WHAT TO DO |
A – According to the background of the study, what three things does the customer demand?
B – Change the part of the study background that opens with the words containing "Thus, Woherem (2007)" and closes with "at all times.", putting "revenue base" in place of "income base".
Segment Start: SELECTED TEXT
1.1 Background of the Study
Telecommunications businesses exist basically to provide efficient and effective communications services to the public in order to earn good revenue, expand operations and operate profitably. To effectively achieve these business objectives, telecommunications organizations must re-strategize, re-engineer and re-focus – especially with relations to service delivery. The customer demands the best – at the shortest possible time, and at a reasonable price. In short, telecoms companies must deliver on promises made, imbibe the highest level of professionalism and competence in service-delivery show integrity, honesty and transparency in all their activities, and treat the customer with utmost respect, courtesy, and compassion in service-delivery to each and every customer (Kanter, 2003; 23, 58)
Thus, Woherem (2007) argued that it is obvious in the highly competitive telecommunications industry that service-providers must develop strong and attractive telecommunications products so that they can become highly visible and increase their income base – which would normally lead to increased profits. After such products have been developed, effective marketing strategies via service delivery must be developed and adopted in order to ensure optimal results for the company (Onyemenam, 2006). This project would set out to critically examine and analyze service delivery in telecoms industry and proffer solutions as to how Airtel Nigeria can utilize it effectively to ensure and guarantee customer-loyalty, retention and satisfaction at all times.
Segment End: SELECTED TEXT
Segment Start: SUPPLIED MATERIAL
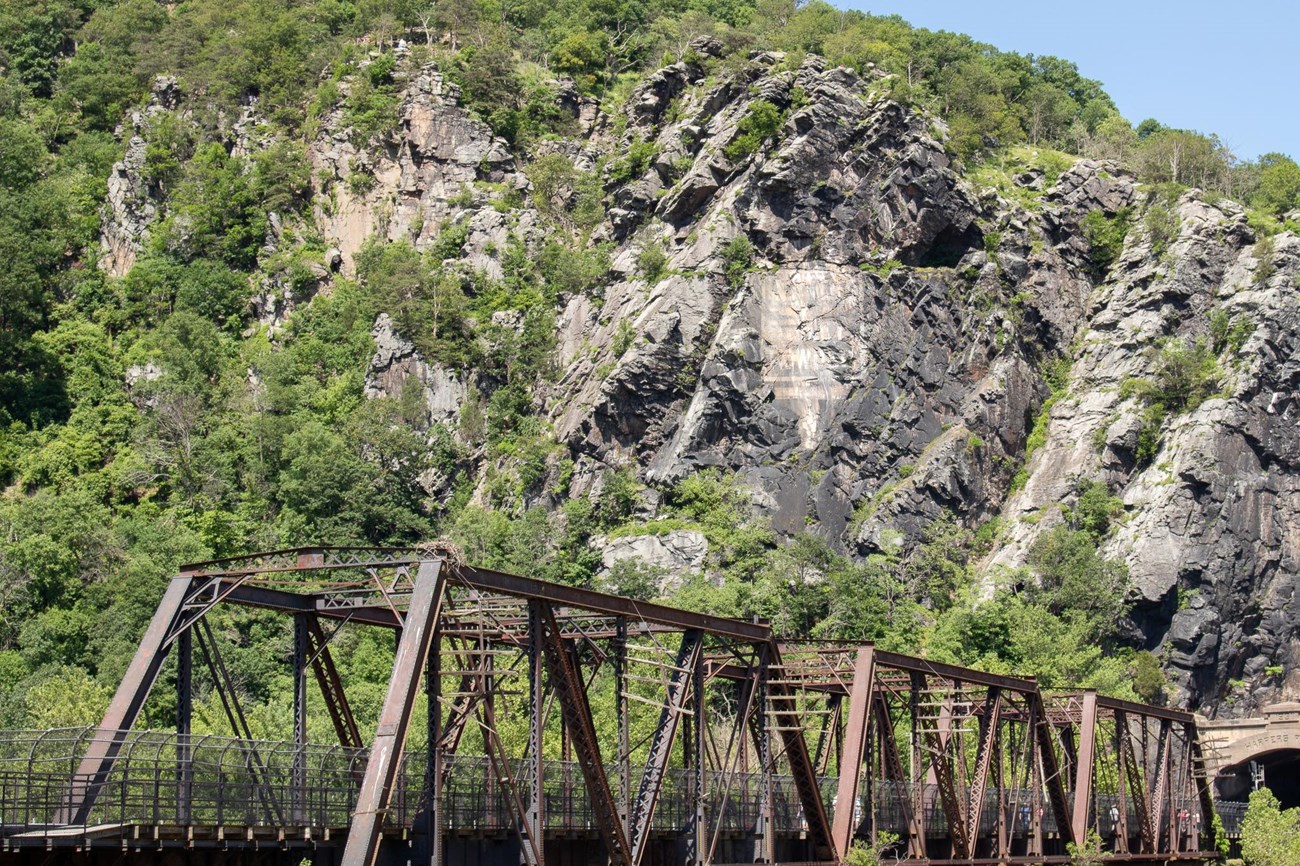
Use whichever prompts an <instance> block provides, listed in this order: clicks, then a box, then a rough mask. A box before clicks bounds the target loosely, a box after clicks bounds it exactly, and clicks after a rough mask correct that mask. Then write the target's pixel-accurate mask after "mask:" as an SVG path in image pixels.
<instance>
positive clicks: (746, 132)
mask: <svg viewBox="0 0 1300 866" xmlns="http://www.w3.org/2000/svg"><path fill="white" fill-rule="evenodd" d="M784 125H785V112H783V111H781V109H780V108H777V107H776V105H774V104H772V103H770V101H767V100H766V99H755V100H754V101H753V103H750V107H749V113H748V114H745V117H744V118H742V120H741V122H740V129H738V130H737V131H738V133H740V134H738V135H737V137H736V138H735V139H733V140H732V143H731V144H728V146H727V147H725V148H723V153H725V156H727V159H728V160H731V161H732V163H738V161H741V160H744V159H745V157H748V156H753V155H754V153H757V152H758V151H759V148H762V147H763V144H764V143H767V140H768V139H772V138H776V134H777V133H779V131H781V126H784Z"/></svg>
Segment End: SUPPLIED MATERIAL
RESULTS FOR EACH TASK |
A – The best, at the shortest possible time, and at a reasonable price.

B –
Thus, Woherem (2007) argued that it is obvious in the highly competitive telecommunications industry that service-providers must develop strong and attractive telecommunications products so that they can become highly visible and increase their revenue base – which would normally lead to increased profits. After such products have been developed, effective marketing strategies via service delivery must be developed and adopted in order to ensure optimal results for the company (Onyemenam, 2006). This project would set out to critically examine and analyze service delivery in telecoms industry and proffer solutions as to how Airtel Nigeria can utilize it effectively to ensure and guarantee customer-loyalty, retention and satisfaction at all times.